# What to produce:
Take the line containing "Show every knife blade" and every line after it to the end of the records, and copy them exactly, excluding pictures.

# Dataset:
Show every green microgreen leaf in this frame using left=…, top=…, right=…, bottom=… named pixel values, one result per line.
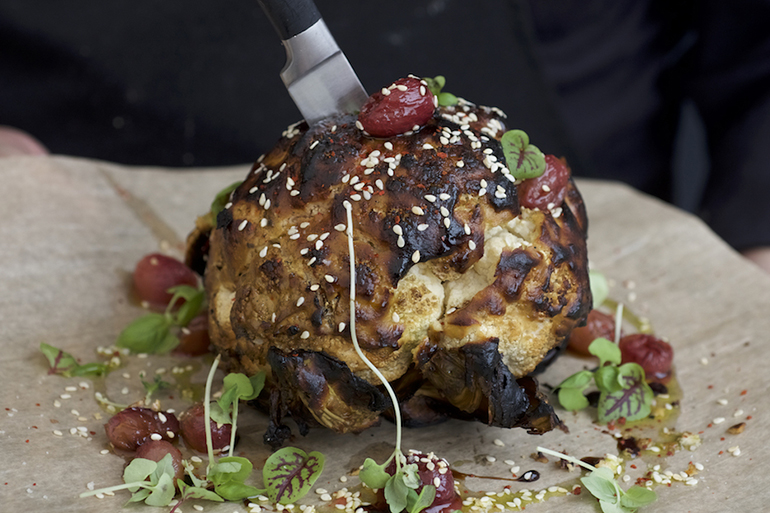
left=598, top=363, right=653, bottom=423
left=423, top=76, right=458, bottom=106
left=590, top=270, right=610, bottom=308
left=594, top=365, right=622, bottom=393
left=123, top=457, right=157, bottom=491
left=210, top=181, right=242, bottom=223
left=401, top=464, right=421, bottom=489
left=142, top=374, right=170, bottom=405
left=589, top=337, right=622, bottom=367
left=408, top=485, right=436, bottom=513
left=116, top=313, right=175, bottom=354
left=581, top=467, right=619, bottom=503
left=39, top=342, right=110, bottom=377
left=501, top=129, right=546, bottom=180
left=263, top=447, right=325, bottom=505
left=209, top=456, right=265, bottom=501
left=144, top=471, right=175, bottom=506
left=620, top=486, right=657, bottom=508
left=169, top=285, right=206, bottom=326
left=556, top=369, right=593, bottom=411
left=384, top=472, right=410, bottom=513
left=178, top=481, right=224, bottom=502
left=360, top=458, right=391, bottom=490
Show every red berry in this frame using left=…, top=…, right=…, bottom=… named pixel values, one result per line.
left=179, top=402, right=232, bottom=453
left=568, top=310, right=617, bottom=356
left=518, top=154, right=570, bottom=210
left=174, top=314, right=211, bottom=356
left=358, top=77, right=435, bottom=137
left=135, top=440, right=184, bottom=482
left=619, top=334, right=674, bottom=382
left=133, top=253, right=198, bottom=309
left=104, top=407, right=180, bottom=451
left=380, top=452, right=462, bottom=513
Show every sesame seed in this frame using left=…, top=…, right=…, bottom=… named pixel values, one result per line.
left=493, top=439, right=505, bottom=447
left=264, top=198, right=271, bottom=209
left=417, top=224, right=429, bottom=231
left=335, top=223, right=346, bottom=231
left=412, top=206, right=425, bottom=215
left=260, top=218, right=268, bottom=227
left=259, top=246, right=268, bottom=258
left=355, top=120, right=364, bottom=130
left=464, top=223, right=471, bottom=235
left=60, top=394, right=71, bottom=400
left=324, top=275, right=335, bottom=283
left=238, top=220, right=248, bottom=231
left=392, top=312, right=400, bottom=322
left=422, top=143, right=433, bottom=150
left=397, top=84, right=408, bottom=92
left=307, top=257, right=317, bottom=266
left=53, top=430, right=63, bottom=436
left=300, top=248, right=309, bottom=255
left=338, top=322, right=346, bottom=332
left=194, top=506, right=204, bottom=512
left=486, top=455, right=496, bottom=463
left=425, top=194, right=437, bottom=203
left=375, top=179, right=384, bottom=190
left=315, top=240, right=324, bottom=250
left=420, top=85, right=426, bottom=96
left=150, top=433, right=162, bottom=441
left=541, top=184, right=551, bottom=192
left=397, top=236, right=405, bottom=248
left=158, top=412, right=167, bottom=423
left=479, top=188, right=487, bottom=196
left=296, top=297, right=305, bottom=307
left=301, top=331, right=310, bottom=339
left=310, top=284, right=320, bottom=291
left=412, top=251, right=420, bottom=263
left=456, top=160, right=464, bottom=167
left=717, top=398, right=728, bottom=405
left=350, top=194, right=361, bottom=201
left=381, top=87, right=390, bottom=96
left=439, top=193, right=450, bottom=200
left=384, top=142, right=393, bottom=150
left=734, top=409, right=744, bottom=417
left=440, top=206, right=450, bottom=217
left=713, top=417, right=726, bottom=424
left=393, top=225, right=403, bottom=235
left=443, top=218, right=451, bottom=228
left=321, top=494, right=332, bottom=502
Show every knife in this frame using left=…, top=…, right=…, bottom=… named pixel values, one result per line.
left=258, top=0, right=369, bottom=125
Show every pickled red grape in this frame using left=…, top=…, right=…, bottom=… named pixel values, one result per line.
left=133, top=253, right=198, bottom=308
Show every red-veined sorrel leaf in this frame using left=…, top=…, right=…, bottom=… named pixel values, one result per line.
left=597, top=363, right=653, bottom=422
left=264, top=447, right=325, bottom=504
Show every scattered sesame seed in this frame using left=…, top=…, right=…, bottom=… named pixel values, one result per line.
left=469, top=240, right=477, bottom=250
left=355, top=120, right=364, bottom=130
left=417, top=224, right=429, bottom=231
left=392, top=312, right=401, bottom=323
left=700, top=357, right=709, bottom=365
left=238, top=220, right=248, bottom=231
left=296, top=297, right=305, bottom=307
left=422, top=143, right=433, bottom=150
left=412, top=250, right=420, bottom=263
left=259, top=246, right=268, bottom=258
left=338, top=322, right=346, bottom=332
left=60, top=394, right=71, bottom=400
left=493, top=439, right=505, bottom=447
left=150, top=433, right=162, bottom=441
left=325, top=274, right=335, bottom=283
left=713, top=417, right=726, bottom=424
left=443, top=218, right=451, bottom=228
left=321, top=494, right=332, bottom=502
left=301, top=331, right=310, bottom=339
left=412, top=206, right=425, bottom=216
left=717, top=398, right=728, bottom=405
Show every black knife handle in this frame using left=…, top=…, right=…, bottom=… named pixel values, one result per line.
left=258, top=0, right=322, bottom=40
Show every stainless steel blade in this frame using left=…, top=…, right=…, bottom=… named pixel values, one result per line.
left=280, top=19, right=368, bottom=125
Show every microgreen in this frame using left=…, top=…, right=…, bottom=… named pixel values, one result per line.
left=116, top=285, right=206, bottom=354
left=80, top=453, right=177, bottom=507
left=142, top=374, right=171, bottom=405
left=424, top=75, right=458, bottom=107
left=209, top=181, right=242, bottom=224
left=536, top=447, right=657, bottom=513
left=590, top=270, right=610, bottom=308
left=557, top=337, right=654, bottom=423
left=208, top=371, right=265, bottom=457
left=500, top=129, right=546, bottom=180
left=343, top=202, right=436, bottom=513
left=263, top=447, right=325, bottom=504
left=39, top=342, right=111, bottom=377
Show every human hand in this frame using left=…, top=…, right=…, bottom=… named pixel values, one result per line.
left=0, top=126, right=48, bottom=157
left=741, top=247, right=770, bottom=274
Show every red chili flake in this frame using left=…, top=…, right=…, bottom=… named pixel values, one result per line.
left=25, top=440, right=29, bottom=443
left=618, top=417, right=627, bottom=426
left=31, top=426, right=38, bottom=429
left=707, top=423, right=713, bottom=428
left=437, top=152, right=448, bottom=158
left=36, top=403, right=40, bottom=407
left=720, top=437, right=725, bottom=441
left=708, top=385, right=713, bottom=389
left=698, top=430, right=704, bottom=434
left=332, top=497, right=347, bottom=506
left=740, top=390, right=748, bottom=396
left=747, top=415, right=753, bottom=420
left=573, top=486, right=582, bottom=495
left=718, top=450, right=724, bottom=455
left=4, top=408, right=9, bottom=411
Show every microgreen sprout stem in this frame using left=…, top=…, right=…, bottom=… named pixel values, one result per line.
left=536, top=447, right=598, bottom=473
left=614, top=302, right=624, bottom=343
left=79, top=481, right=152, bottom=497
left=204, top=354, right=221, bottom=470
left=344, top=202, right=402, bottom=468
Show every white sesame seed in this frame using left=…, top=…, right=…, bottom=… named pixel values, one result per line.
left=335, top=223, right=346, bottom=231
left=301, top=331, right=310, bottom=339
left=717, top=398, right=728, bottom=405
left=443, top=218, right=451, bottom=228
left=456, top=160, right=464, bottom=167
left=397, top=84, right=408, bottom=92
left=238, top=219, right=248, bottom=231
left=300, top=248, right=309, bottom=255
left=296, top=297, right=305, bottom=307
left=486, top=455, right=496, bottom=463
left=194, top=506, right=204, bottom=512
left=315, top=240, right=323, bottom=250
left=60, top=394, right=71, bottom=400
left=310, top=284, right=320, bottom=291
left=355, top=120, right=364, bottom=130
left=324, top=275, right=335, bottom=283
left=321, top=494, right=332, bottom=502
left=422, top=143, right=433, bottom=150
left=700, top=357, right=709, bottom=365
left=309, top=140, right=319, bottom=150
left=440, top=206, right=450, bottom=217
left=468, top=240, right=477, bottom=250
left=425, top=194, right=437, bottom=203
left=412, top=251, right=420, bottom=263
left=417, top=224, right=429, bottom=231
left=53, top=429, right=63, bottom=436
left=713, top=417, right=726, bottom=424
left=307, top=257, right=317, bottom=266
left=381, top=87, right=390, bottom=96
left=158, top=412, right=167, bottom=423
left=350, top=194, right=362, bottom=201
left=375, top=179, right=384, bottom=190
left=393, top=225, right=403, bottom=235
left=150, top=433, right=162, bottom=441
left=412, top=206, right=425, bottom=215
left=541, top=184, right=551, bottom=192
left=259, top=246, right=268, bottom=258
left=493, top=439, right=505, bottom=447
left=338, top=322, right=346, bottom=332
left=384, top=142, right=393, bottom=150
left=260, top=218, right=268, bottom=227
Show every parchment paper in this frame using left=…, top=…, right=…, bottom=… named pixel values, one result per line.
left=1, top=155, right=768, bottom=512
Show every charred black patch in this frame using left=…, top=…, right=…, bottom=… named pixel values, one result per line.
left=259, top=259, right=284, bottom=287
left=494, top=249, right=540, bottom=301
left=216, top=207, right=233, bottom=230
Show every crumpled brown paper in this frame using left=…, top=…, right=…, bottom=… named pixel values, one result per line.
left=1, top=155, right=767, bottom=512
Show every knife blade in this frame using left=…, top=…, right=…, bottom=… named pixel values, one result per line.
left=258, top=0, right=368, bottom=125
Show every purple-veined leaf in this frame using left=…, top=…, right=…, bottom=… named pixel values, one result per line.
left=597, top=363, right=653, bottom=422
left=264, top=447, right=325, bottom=505
left=501, top=129, right=546, bottom=180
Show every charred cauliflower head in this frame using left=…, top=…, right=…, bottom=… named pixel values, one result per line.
left=187, top=83, right=591, bottom=447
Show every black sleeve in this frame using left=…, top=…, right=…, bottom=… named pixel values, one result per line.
left=689, top=0, right=770, bottom=250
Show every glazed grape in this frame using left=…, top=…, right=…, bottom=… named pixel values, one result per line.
left=104, top=407, right=180, bottom=451
left=568, top=310, right=617, bottom=355
left=174, top=313, right=211, bottom=356
left=135, top=440, right=184, bottom=482
left=179, top=402, right=232, bottom=453
left=619, top=334, right=674, bottom=382
left=381, top=451, right=461, bottom=513
left=133, top=253, right=198, bottom=308
left=518, top=154, right=570, bottom=210
left=358, top=77, right=435, bottom=137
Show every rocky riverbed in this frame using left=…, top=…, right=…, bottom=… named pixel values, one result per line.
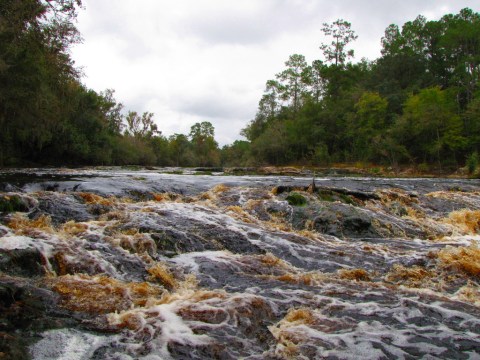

# Answer to the exercise:
Show every knife blade in this frame using left=…, top=…, right=…, bottom=… named pixel values, one result per line.
left=258, top=0, right=368, bottom=125
Show every purple-veined leaf in this frame using left=…, top=…, right=…, bottom=… named pixel values, one result per line.
left=597, top=363, right=653, bottom=422
left=264, top=447, right=325, bottom=505
left=501, top=129, right=546, bottom=180
Show every charred cauliflower head in this frame using left=…, top=…, right=…, bottom=… named pixel values, one result per line.
left=187, top=83, right=591, bottom=447
Show every black sleeve in this frame using left=…, top=…, right=…, bottom=… named pixel values, one result per line.
left=689, top=0, right=770, bottom=250
Show every glazed grape in this frame using left=…, top=…, right=…, bottom=… named pixel values, one result per line.
left=104, top=407, right=180, bottom=451
left=568, top=310, right=617, bottom=355
left=174, top=313, right=211, bottom=356
left=135, top=440, right=184, bottom=482
left=179, top=402, right=232, bottom=453
left=619, top=334, right=674, bottom=382
left=381, top=451, right=461, bottom=513
left=133, top=253, right=198, bottom=308
left=518, top=154, right=570, bottom=210
left=358, top=77, right=435, bottom=137
Show every rocky riverbed in this frame using left=…, top=…, right=…, bottom=… named pixel values, one result per line.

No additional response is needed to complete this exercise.